## Selected extract
Should our surgeons get naked in the OR?
It’s a cheeky question, admits Dr. Patch Dellinger, head of the Acute Care section of the General Surgery Division at UWMC. But it’s one he and two residents raised (rather cheekily) in Clinical Infectious Diseases. They scoured decades’ worth of literature for answers as to whether the standard OR uniform helped prevent surgical infections.
Here’s the naked truth: No Level 1 evidence exists that surgical scrubs cut down on bacteria being shed by surgeons. That means no rigorous, controlled studies have shown that scrubs keep germs out of patients’ wounds. In fact, several studies suggested scrubs increase the amount of bacteria shed by nurses and doctors, and scrubs with long sleeves do so more than bare arms. And one study found that people in the buff shed the least amount of all.
“The reason for that is the bacteria we put into the air comes from bits of skin flakes that fly off as our clothing rubs against our skin,” Dellinger said. “When not wearing any clothes, you don’t have anything rubbing on your skin to send flakes into the air.”

## Tasks to complete
**1)** In the article on surgical scrubs, in which journal did Dellinger and two residents raise their question?
**2)** From the article on surgical scrubs, extract the passage starting at "Here’s the naked" and ending at "amount of all.".

## Entries shown

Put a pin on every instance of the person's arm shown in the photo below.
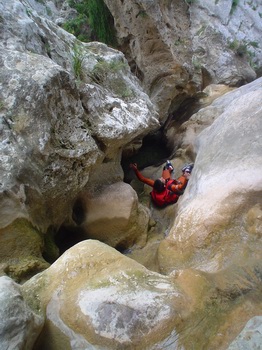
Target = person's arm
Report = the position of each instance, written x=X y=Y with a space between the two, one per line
x=182 y=182
x=140 y=177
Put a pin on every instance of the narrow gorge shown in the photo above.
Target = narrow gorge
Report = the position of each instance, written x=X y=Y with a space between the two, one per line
x=86 y=260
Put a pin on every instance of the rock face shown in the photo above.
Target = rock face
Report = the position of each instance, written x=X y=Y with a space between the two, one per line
x=21 y=333
x=178 y=48
x=223 y=200
x=21 y=250
x=114 y=217
x=106 y=301
x=53 y=128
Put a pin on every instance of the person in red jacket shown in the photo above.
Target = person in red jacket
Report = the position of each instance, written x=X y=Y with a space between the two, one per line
x=166 y=190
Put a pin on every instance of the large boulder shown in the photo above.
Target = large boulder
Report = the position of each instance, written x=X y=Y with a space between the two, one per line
x=114 y=216
x=197 y=43
x=96 y=298
x=19 y=325
x=65 y=107
x=21 y=250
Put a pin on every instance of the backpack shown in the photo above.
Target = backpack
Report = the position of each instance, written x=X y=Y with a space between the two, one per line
x=165 y=197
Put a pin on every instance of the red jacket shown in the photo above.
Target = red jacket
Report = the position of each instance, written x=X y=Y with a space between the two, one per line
x=171 y=193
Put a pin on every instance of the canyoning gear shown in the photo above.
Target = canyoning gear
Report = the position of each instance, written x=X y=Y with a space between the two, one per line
x=165 y=190
x=169 y=166
x=188 y=168
x=167 y=196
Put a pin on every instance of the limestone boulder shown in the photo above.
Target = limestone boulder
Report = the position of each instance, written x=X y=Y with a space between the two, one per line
x=21 y=251
x=114 y=216
x=96 y=298
x=197 y=42
x=65 y=109
x=221 y=206
x=19 y=325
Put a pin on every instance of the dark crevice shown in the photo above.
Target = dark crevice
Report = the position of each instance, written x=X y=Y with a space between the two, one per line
x=153 y=152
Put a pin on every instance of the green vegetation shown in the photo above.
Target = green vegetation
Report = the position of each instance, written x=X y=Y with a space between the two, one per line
x=241 y=47
x=78 y=57
x=233 y=6
x=93 y=22
x=190 y=2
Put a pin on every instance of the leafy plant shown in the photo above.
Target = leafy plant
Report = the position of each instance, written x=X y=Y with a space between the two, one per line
x=101 y=22
x=233 y=6
x=93 y=22
x=78 y=57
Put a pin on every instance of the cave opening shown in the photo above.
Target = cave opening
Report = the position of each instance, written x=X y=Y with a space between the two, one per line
x=153 y=152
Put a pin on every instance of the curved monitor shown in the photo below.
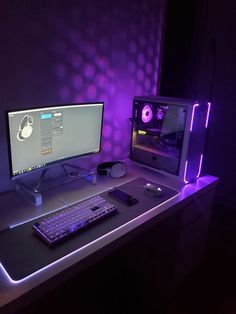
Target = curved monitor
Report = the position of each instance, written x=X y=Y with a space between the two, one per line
x=42 y=136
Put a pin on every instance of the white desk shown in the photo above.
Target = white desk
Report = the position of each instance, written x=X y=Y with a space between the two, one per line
x=193 y=202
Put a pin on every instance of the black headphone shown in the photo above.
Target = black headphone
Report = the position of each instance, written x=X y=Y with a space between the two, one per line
x=116 y=169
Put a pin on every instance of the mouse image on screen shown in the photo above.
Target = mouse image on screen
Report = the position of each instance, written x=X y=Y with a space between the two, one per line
x=153 y=190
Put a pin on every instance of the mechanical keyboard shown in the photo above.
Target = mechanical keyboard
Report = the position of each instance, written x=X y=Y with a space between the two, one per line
x=67 y=221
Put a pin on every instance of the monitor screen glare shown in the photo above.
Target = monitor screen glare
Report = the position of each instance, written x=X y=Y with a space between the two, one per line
x=42 y=136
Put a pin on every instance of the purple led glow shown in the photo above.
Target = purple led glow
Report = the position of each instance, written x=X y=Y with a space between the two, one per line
x=208 y=112
x=192 y=118
x=200 y=166
x=185 y=171
x=133 y=223
x=147 y=114
x=199 y=169
x=160 y=114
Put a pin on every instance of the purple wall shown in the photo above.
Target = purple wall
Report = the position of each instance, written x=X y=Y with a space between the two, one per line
x=215 y=28
x=73 y=51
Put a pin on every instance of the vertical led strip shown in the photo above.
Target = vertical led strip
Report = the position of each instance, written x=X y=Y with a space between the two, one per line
x=199 y=169
x=185 y=171
x=192 y=118
x=200 y=166
x=208 y=112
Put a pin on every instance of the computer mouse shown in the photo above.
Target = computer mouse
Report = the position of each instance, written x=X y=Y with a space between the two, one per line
x=153 y=190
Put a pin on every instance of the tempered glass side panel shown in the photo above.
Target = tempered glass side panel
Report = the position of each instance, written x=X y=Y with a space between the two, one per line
x=158 y=134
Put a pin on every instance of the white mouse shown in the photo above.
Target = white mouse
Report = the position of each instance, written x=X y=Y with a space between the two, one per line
x=153 y=190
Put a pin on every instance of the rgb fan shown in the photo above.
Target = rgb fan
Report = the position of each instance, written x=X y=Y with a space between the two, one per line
x=147 y=114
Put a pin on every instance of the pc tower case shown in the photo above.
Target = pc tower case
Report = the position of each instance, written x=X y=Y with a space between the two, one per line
x=168 y=134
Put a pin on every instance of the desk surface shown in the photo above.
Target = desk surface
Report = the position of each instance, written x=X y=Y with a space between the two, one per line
x=14 y=211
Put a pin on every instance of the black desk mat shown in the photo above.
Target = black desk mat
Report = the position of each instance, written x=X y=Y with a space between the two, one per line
x=22 y=253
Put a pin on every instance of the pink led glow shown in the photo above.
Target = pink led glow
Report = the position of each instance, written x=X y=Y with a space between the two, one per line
x=192 y=118
x=185 y=171
x=199 y=169
x=208 y=113
x=200 y=166
x=134 y=222
x=147 y=114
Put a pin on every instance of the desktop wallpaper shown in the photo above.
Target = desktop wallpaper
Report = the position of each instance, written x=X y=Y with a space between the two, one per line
x=73 y=51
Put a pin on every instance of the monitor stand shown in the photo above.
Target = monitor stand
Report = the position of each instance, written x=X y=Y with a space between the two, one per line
x=32 y=191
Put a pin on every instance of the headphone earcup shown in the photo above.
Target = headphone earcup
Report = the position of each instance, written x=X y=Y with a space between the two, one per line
x=115 y=169
x=118 y=170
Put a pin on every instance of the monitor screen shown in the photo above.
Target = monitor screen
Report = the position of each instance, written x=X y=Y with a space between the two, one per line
x=42 y=136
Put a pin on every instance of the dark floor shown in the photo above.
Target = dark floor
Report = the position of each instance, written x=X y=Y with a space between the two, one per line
x=113 y=286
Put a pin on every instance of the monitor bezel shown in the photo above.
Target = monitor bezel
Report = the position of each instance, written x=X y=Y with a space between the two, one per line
x=58 y=161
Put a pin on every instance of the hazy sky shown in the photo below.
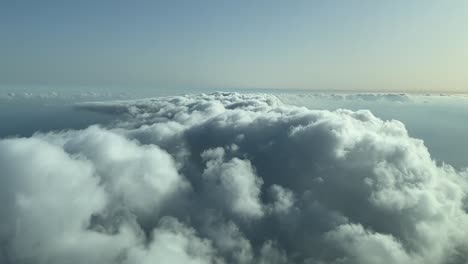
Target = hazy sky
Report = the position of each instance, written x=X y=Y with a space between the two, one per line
x=359 y=45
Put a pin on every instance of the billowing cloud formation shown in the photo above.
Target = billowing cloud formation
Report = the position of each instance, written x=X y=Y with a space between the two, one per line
x=229 y=178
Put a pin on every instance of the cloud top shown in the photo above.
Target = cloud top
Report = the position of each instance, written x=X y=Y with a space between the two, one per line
x=230 y=178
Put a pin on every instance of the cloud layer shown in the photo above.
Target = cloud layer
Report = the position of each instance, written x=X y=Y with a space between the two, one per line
x=229 y=178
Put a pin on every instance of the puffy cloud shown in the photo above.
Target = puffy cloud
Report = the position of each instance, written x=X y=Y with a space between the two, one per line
x=230 y=178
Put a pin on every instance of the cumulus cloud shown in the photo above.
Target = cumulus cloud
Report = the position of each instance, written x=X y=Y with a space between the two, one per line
x=229 y=178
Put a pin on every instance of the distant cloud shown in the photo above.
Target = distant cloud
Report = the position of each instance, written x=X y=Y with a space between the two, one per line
x=229 y=178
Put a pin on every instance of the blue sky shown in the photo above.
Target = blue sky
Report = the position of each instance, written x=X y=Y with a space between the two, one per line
x=337 y=45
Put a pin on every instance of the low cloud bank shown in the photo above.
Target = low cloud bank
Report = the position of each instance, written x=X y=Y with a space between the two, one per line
x=229 y=178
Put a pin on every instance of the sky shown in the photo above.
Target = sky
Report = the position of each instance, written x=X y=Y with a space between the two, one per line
x=361 y=45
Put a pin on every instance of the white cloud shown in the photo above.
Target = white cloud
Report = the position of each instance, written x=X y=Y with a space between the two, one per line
x=230 y=178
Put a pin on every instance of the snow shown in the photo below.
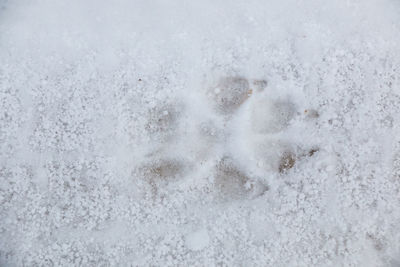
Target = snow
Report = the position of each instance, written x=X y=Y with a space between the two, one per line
x=199 y=133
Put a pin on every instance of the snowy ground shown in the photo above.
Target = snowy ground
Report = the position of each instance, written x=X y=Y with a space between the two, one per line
x=200 y=133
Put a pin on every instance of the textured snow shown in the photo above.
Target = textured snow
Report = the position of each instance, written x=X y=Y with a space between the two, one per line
x=200 y=133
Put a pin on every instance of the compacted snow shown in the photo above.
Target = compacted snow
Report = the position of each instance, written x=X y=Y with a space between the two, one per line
x=200 y=133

## Answers to each task
**1)** Clinical Infectious Diseases

**2)**
Here’s the naked truth: No Level 1 evidence exists that surgical scrubs cut down on bacteria being shed by surgeons. That means no rigorous, controlled studies have shown that scrubs keep germs out of patients’ wounds. In fact, several studies suggested scrubs increase the amount of bacteria shed by nurses and doctors, and scrubs with long sleeves do so more than bare arms. And one study found that people in the buff shed the least amount of all.